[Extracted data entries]
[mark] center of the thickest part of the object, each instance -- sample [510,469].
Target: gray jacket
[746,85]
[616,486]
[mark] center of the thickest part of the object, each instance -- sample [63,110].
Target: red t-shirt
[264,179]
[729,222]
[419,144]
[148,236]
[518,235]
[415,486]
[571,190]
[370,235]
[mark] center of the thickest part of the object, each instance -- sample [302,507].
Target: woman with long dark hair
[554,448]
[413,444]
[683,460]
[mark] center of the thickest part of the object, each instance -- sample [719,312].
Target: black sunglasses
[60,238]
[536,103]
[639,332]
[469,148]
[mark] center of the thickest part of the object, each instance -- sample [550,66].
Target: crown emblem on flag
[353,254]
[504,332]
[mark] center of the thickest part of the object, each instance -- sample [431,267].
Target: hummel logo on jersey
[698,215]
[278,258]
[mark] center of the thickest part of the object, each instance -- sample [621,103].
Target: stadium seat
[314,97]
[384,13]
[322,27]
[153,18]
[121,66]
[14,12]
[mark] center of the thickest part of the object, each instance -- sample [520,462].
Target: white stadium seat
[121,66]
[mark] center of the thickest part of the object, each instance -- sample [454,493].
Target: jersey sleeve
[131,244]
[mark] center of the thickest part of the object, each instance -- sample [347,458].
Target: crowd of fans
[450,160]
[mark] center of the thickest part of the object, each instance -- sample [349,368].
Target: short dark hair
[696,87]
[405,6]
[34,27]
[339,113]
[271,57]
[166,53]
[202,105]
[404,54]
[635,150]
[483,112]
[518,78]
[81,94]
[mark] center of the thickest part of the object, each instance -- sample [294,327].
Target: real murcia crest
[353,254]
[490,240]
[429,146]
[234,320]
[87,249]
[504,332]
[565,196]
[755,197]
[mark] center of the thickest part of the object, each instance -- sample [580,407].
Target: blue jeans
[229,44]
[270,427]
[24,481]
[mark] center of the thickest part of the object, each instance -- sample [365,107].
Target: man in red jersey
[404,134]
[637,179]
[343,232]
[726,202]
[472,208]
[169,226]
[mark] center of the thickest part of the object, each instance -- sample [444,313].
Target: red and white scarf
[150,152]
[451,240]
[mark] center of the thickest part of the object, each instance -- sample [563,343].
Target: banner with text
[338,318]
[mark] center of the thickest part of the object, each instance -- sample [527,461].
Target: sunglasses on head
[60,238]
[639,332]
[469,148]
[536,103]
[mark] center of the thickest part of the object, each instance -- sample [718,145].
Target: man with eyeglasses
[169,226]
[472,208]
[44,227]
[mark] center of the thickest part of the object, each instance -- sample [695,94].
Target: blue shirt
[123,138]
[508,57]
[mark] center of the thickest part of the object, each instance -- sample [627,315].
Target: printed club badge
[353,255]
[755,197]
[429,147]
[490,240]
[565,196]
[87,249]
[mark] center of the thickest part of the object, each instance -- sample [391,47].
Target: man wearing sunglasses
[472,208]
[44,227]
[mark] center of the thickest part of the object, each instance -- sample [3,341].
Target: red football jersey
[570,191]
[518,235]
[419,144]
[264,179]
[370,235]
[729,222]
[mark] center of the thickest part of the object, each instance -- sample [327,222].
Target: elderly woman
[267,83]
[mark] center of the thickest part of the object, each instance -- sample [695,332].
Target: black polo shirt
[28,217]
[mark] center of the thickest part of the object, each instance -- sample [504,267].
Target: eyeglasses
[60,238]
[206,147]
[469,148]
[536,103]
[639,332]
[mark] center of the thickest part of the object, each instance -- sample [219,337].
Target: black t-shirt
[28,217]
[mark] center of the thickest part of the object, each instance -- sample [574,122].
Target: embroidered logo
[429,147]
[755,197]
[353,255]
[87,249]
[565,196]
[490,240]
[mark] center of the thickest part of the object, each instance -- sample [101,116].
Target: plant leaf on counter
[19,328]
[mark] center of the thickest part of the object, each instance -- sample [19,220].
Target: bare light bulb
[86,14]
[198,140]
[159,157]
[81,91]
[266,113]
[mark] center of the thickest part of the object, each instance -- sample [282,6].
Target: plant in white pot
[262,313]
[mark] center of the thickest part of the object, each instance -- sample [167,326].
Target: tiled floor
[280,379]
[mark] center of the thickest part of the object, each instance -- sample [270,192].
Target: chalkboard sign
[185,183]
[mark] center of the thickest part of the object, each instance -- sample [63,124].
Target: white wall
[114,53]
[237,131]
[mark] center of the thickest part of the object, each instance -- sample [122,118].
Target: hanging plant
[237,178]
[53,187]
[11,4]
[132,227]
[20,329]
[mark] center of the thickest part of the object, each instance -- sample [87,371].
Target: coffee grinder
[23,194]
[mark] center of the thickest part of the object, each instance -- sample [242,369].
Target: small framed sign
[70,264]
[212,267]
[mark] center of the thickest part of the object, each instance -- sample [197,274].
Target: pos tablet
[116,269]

• _DIRECTIONS_
Update the lines above by replacing every "Target" with "Object". Leave everything else unchanged.

• _EXPECTED ANSWER_
[mark] center of the thickest part of the object, each instance -- sample [510,469].
Object: gray jacket
[746,85]
[616,486]
[mark] center of the thickest part of the object, each instance -- sample [63,110].
Object: red t-shirt
[264,179]
[729,222]
[419,144]
[148,236]
[518,235]
[415,486]
[571,190]
[370,235]
[mark] center of the thickest part of the object, each instance -- sample [302,507].
Object: woman with long dark hair
[554,448]
[413,444]
[683,460]
[mark] center of the thickest part of the object, each instance -- sample [719,312].
Object: black sunglasses
[60,238]
[536,103]
[639,332]
[469,148]
[mark] center of the thickest part of the object, each instance -- sample [550,66].
Object: crown emblem on flag
[353,254]
[504,332]
[mark] center of the thickest part of the object, each instance -- sample [431,267].
Object: hummel logo on jersey
[698,215]
[278,258]
[mark] center of the thickest part of the object, each instance -- sample [621,103].
Object: stadium seat
[314,97]
[384,13]
[322,27]
[153,18]
[121,66]
[14,12]
[mark] center of the thickest part of the object, each instance -- sample [520,462].
Object: white stadium seat
[121,66]
[mark] center of the thickest part of the object, each instance -- sample [454,493].
Object: jersey sleeve
[131,244]
[mark] center of the thickest part of the object, each instance -- sample [347,458].
Object: crowd of fans
[450,160]
[mark] center of the thickest part of the object, each instance -- sample [349,368].
Object: short dark hair
[696,87]
[405,6]
[34,27]
[339,113]
[271,57]
[166,53]
[202,105]
[404,54]
[635,150]
[483,112]
[518,78]
[81,94]
[mark] center of the thickest part of the object, each instance -- sample [294,327].
Object: real murcia crest
[353,254]
[490,240]
[429,146]
[234,320]
[87,249]
[504,332]
[565,196]
[755,197]
[mark] center of the thickest part of the object, each instance -- sample [580,407].
Object: blue jeans
[229,44]
[270,427]
[24,481]
[mark] center of the thickest part of the object, each instance -- sample [365,107].
Object: man in red jersey
[404,134]
[637,179]
[343,232]
[726,202]
[472,208]
[169,226]
[mark] center of the thickest part of the object, each instance -- sample [444,313].
Object: red and white scarf
[150,152]
[451,240]
[mark] center of the thickest part of the object, each instance -- sample [563,343].
Object: banner with text
[338,318]
[mark] center of the thickest part of the object, each instance -- sample [527,461].
Object: sunglasses on head
[60,238]
[639,332]
[469,148]
[536,103]
[mark] center of the thickest part of the object, each instance -- sample [718,145].
Object: man with eyeglasses
[169,226]
[472,208]
[44,227]
[mark] center of the thickest part of the object, each instance -- sample [695,94].
Object: blue shirt
[123,138]
[508,57]
[mark] center of the thickest part of the object, each instance -- sample [627,315].
Object: printed club badge
[353,255]
[755,197]
[429,147]
[490,240]
[565,196]
[87,249]
[mark] center of the thickest part of the object, each instance -- sample [391,47].
Object: man wearing sunglasses
[472,208]
[44,227]
[mark] center of the thickest part of the object, each instance -- sample [3,341].
Object: red football jersey
[570,191]
[518,235]
[419,144]
[264,179]
[370,235]
[729,222]
[mark] center of the thickest part of the object, each instance -- sample [327,222].
Object: elderly woman
[267,83]
[mark] center of the thickest part of the object, each instance -- sample [695,332].
Object: black polo shirt
[28,217]
[mark] center of the thickest part of the object, each instance -- sample [504,267].
Object: eyeglasses
[60,238]
[206,147]
[469,148]
[536,103]
[639,332]
[mark] center of the thickest part of the object, each instance -- sample [219,337].
Object: black t-shirt
[28,217]
[mark] center of the thickest part of the object, each instance -- sample [574,122].
Object: embroidered logo
[429,147]
[755,197]
[353,255]
[87,249]
[565,196]
[490,240]
[mark] center of the thickest part of the object, each instance -- sample [101,116].
Object: plant leaf on counter
[19,328]
[mark] center of the thickest part of the object, each instance -- sample [19,220].
Object: bare light bulb
[86,14]
[198,140]
[159,157]
[81,91]
[266,113]
[mark] center of the thickest part of the object, each instance -- sample [282,6].
Object: plant in white pot
[262,313]
[mark] center of the thickest part of the object, each instance -- sample [167,326].
Object: tiled floor
[280,379]
[mark] center of the thickest part of the object, each instance -- sample [270,192].
Object: chalkboard sign
[185,183]
[mark] center of the thickest part of the object, each instance -- sample [63,124].
Object: white wall
[114,53]
[237,131]
[mark] center of the thickest part of the object, each instance -- sample [122,118].
Object: hanging plant
[237,178]
[53,187]
[11,4]
[132,227]
[20,329]
[mark] center of the thickest part of the object, each instance -- sample [87,371].
Object: coffee grinder
[23,194]
[mark] center of the thickest part of the object, each instance -- sample [242,369].
Object: small framed sign
[70,264]
[212,267]
[mark] center of the thickest part of the object, each instance -- sample [197,274].
Object: pos tablet
[116,269]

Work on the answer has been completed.